Colombia’s FARC candidate out of presidential race due to ill health

BOGOTA,  (Reuters) – Colombia’s former FARC rebels will not field a candidate in the country’s May presidential election as its hopeful, Rodrigo Londono, battles heart problems, the group said yesterday.

The group will, however, have candidates in Sunday’s congressional election, its first outing as an unarmed political party, after it demobilized under a 2016 peace deal with the government.

Known by his nom de guerre Timochenko, Londono had been the FARC’s bet to replace President Juan Manuel Santos when the latter leaves office in August, but heart surgery on Wednesday has put him out of the race.

The group said attacks by the right wing, including protests at their events, were a further reason for pulling out of the presidential election.

Londono canceled campaigning last month after his motorcade was pelted with tomatoes and eggs by angry protesters.

“The surgery which took place yesterday, combined with already discussed features of the electoral campaign, has led us to decline our presidential aspirations,” FARC senate candidate Ivan Marquez said, reading from a statement.

Marquez said the group was open to backing a presidential candidate from a different party if that person supports the peace deal.

Seventy-four FARC candidates for the lower and upper house of Congress will run in legislative elections on Sunday. The group is guaranteed 10 seats in the body through 2026 under the terms of the peace deal.

The Shaio clinic said in a statement Londono is under observation and had also been suffering a pulmonary sickness and an obstructed cerebral artery.

The former FARC commander was unlikely to have garnered many votes from Colombians, many of whom believe its leaders should be in prison, not running for office. Recent polls have shown him with a maximum of 1 percent support.

# [Listed entries]

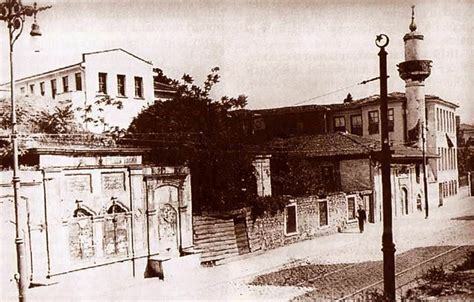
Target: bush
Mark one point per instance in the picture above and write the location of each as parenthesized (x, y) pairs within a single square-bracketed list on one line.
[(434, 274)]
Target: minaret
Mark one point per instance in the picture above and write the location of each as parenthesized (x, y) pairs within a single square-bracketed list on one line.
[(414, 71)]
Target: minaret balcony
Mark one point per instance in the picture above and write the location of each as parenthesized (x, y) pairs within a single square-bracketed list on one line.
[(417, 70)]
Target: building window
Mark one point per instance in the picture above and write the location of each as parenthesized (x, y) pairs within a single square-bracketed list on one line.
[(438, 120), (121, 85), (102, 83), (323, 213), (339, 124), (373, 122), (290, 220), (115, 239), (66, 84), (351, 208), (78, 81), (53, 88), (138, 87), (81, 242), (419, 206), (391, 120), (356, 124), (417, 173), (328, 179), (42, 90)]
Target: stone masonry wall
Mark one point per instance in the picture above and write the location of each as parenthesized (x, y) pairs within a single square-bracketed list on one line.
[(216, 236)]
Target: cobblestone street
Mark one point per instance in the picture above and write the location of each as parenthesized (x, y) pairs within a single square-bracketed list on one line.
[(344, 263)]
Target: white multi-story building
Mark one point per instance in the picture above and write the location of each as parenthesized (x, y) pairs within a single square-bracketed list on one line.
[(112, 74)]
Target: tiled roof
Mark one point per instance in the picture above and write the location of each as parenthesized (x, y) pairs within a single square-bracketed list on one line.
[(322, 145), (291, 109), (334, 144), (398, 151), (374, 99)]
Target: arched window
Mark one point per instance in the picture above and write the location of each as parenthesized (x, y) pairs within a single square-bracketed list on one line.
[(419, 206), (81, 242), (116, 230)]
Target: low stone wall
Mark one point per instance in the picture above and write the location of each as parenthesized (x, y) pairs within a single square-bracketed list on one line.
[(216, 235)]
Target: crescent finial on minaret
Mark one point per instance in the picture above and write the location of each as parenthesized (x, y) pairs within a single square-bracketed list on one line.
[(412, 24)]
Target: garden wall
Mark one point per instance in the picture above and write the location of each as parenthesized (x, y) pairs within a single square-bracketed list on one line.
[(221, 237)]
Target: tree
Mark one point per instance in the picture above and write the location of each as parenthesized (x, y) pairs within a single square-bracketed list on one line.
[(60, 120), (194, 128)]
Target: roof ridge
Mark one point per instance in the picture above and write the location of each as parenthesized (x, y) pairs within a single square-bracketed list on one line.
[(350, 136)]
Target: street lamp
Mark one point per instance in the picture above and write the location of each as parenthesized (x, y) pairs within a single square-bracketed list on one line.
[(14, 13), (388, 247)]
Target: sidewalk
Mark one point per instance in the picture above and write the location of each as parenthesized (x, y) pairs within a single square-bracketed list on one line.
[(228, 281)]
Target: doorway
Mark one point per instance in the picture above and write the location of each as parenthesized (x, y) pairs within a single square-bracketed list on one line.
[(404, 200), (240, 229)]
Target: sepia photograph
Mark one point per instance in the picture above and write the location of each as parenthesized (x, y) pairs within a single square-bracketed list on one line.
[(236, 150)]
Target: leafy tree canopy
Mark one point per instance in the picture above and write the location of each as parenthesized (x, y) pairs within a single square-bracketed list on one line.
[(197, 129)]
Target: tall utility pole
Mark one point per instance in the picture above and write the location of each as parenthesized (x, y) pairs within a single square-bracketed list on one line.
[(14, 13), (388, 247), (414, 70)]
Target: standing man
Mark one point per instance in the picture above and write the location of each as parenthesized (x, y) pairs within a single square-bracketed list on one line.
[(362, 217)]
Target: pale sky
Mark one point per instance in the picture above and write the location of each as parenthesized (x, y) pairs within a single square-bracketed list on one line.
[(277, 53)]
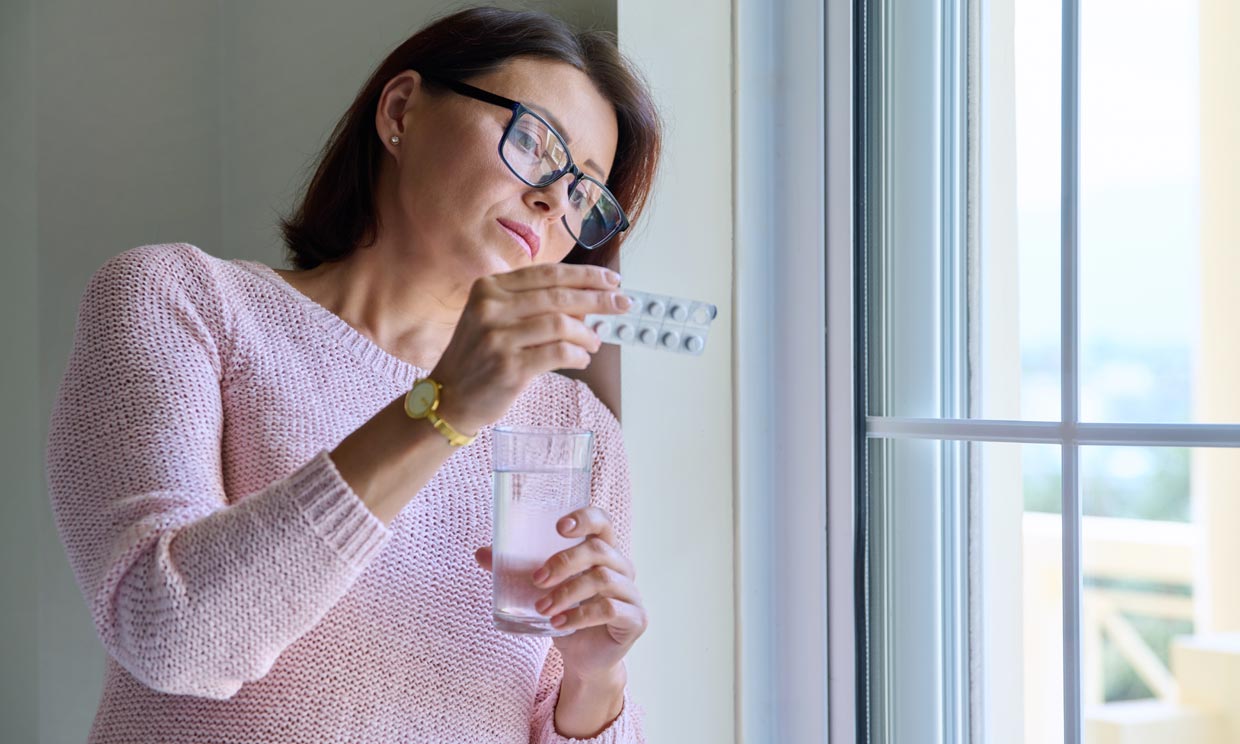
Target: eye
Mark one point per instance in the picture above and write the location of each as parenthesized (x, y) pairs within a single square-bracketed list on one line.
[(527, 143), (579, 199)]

# [Problems to solve]
a) Copy the part of the news article about the FARC candidate from "Colombia’s FARC candidate" to "with the government." word for word.
b) Continue the news article about the FARC candidate from where it stops.

# [Task results]
a)
Colombia’s FARC candidate out of presidential race due to ill health

BOGOTA,  (Reuters) – Colombia’s former FARC rebels will not field a candidate in the country’s May presidential election as its hopeful, Rodrigo Londono, battles heart problems, the group said yesterday.

The group will, however, have candidates in Sunday’s congressional election, its first outing as an unarmed political party, after it demobilized under a 2016 peace deal with the government.

b)
Voters, analysts and even Santos himself have scoffed at the group’s decision to keep its infamous Spanish acronym for the Revolutionary Armed Forces of Colombia by naming its political party the Revolutionary Alternative Common Force.

Though the FARC had many youthful and perhaps less controversial fighters in their ranks, its congressional hopefuls are largely grizzled ex-commanders, shorn of the beards they wore in rebel camps and wearing loafers instead of rubber boots.

The choice to back candidates until now best known by Colombians for gun battles, kidnapping for ransom and setting land mines, is seen by many as a missed opportunity for the FARC to reinvent itself.

“It’s important that they’re now not at war, but really they won’t have much impact on elections,” analyst Juan Carlos Palou said. “And anyway they don’t have any attractive or innovative ideas.”

The group could possibly still win support from poor, rural communities which lack good roads, schools and basic services.

It is unclear whether remaining left-wing presidential candidates will want the FARC’s backing, though all are staunch supporters of the peace deal.

FARC leaders have expressed fear of a systematic campaign to assassinate their members, as happened with other leftist movements in the country. More than 50 party members and relatives have been killed since the accord was signed, the group says.